━━ Document passage ━━

A few months ago I devoted one of these columns to "what I know about Nevilyn Throckmorton." There was so much more to her than I knew then, probably more than I will know in this lifetime. If ever a mortal being was destined to be an angel here on earth, it was Nevilyn. I think she was the type of person all of us wish we were. The thing is, she achieved that level in a much too brief life span.

As a teacher in the Perry grade school, she was in her element. She worked with young minds, coaxing them to question everything and prove as much of it as possible. She had the whole community working on a project to collect one million pull tabs from soft drink cans just to show her youngsters "what a million of something looks like." She taught good citizenship and delved into the American economic system. At least one former student paid his way through college with the profits from an investment program outlined by Nevilyn. She challenged the young people in her classroom to dare to do things they might never have dreamed about, and she told them if they persevered they would prevail.

Her life was like that. When her cancer was diagnosed, Nevilyn smiled her sweet smile and announced that she could win that battle. She gave it a good shot, and with this whole community pulling for her, praying for her, hoping with her, it looked like she was going to win. When the grim prognosis was learned a few days ago, Nevilyn chose to maintain a normal life as much as possible after bidding farewell to the youngsters in her classroom at the middle school. She was in church last Sunday, though obviously in discomfort.

The church played a most significant part in her life. She was faithful in attendance, in expressing her spirituality, in creating and directing the curriculum for a vacation Bible school at her beloved Presbyterian church, and in serving as an excellent role model for adults as well as young people. She believed in physical fitness as well and worked out as long as her body allowed.

━━━

**What you have to do:**
Reproduce the part of the remembrance of Nevilyn Throckmorton from "A few months" to "brief life span.", changing nothing. The listing that comes next is taken from a separate source.

━━ Data section ━━

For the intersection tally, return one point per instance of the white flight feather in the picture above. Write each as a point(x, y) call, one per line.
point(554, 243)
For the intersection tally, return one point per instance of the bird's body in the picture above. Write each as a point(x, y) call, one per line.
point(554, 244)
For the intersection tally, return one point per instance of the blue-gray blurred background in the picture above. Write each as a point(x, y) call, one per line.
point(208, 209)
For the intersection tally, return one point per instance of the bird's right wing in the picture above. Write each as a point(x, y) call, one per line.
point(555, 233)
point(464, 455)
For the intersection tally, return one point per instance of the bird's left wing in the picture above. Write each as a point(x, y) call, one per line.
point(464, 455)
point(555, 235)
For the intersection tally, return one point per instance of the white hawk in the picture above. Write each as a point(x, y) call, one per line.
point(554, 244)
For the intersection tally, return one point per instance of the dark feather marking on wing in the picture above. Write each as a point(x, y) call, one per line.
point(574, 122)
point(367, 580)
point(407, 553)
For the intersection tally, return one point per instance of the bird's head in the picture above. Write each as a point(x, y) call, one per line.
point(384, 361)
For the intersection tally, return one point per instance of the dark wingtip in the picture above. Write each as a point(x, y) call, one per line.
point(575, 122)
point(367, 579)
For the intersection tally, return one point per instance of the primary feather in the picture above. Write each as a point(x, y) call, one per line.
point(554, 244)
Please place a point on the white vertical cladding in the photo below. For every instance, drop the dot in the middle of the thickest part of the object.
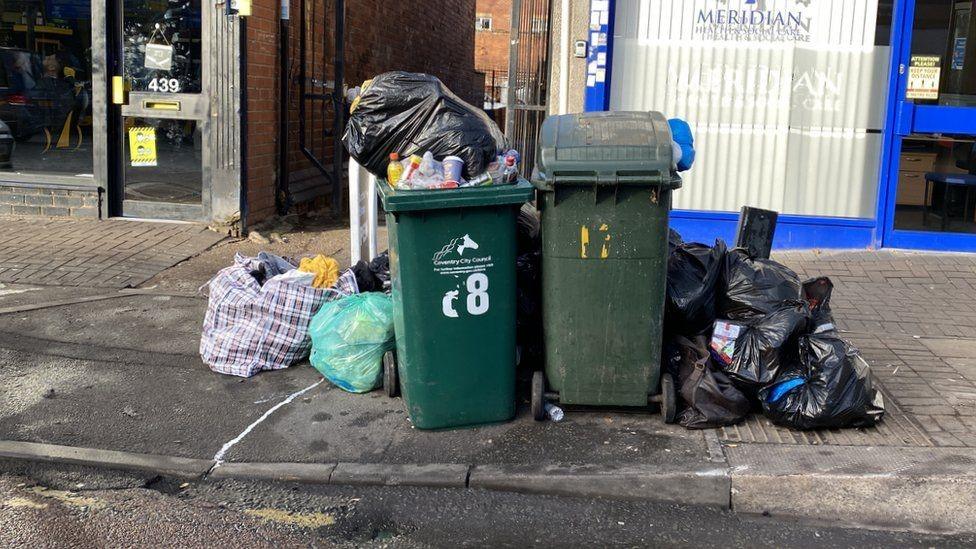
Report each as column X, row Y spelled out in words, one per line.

━━━

**Solution to this problem:**
A few months ago I devoted one of these columns to "what I know about Nevilyn Throckmorton." There was so much more to her than I knew then, probably more than I will know in this lifetime. If ever a mortal being was destined to be an angel here on earth, it was Nevilyn. I think she was the type of person all of us wish we were. The thing is, she achieved that level in a much too brief life span.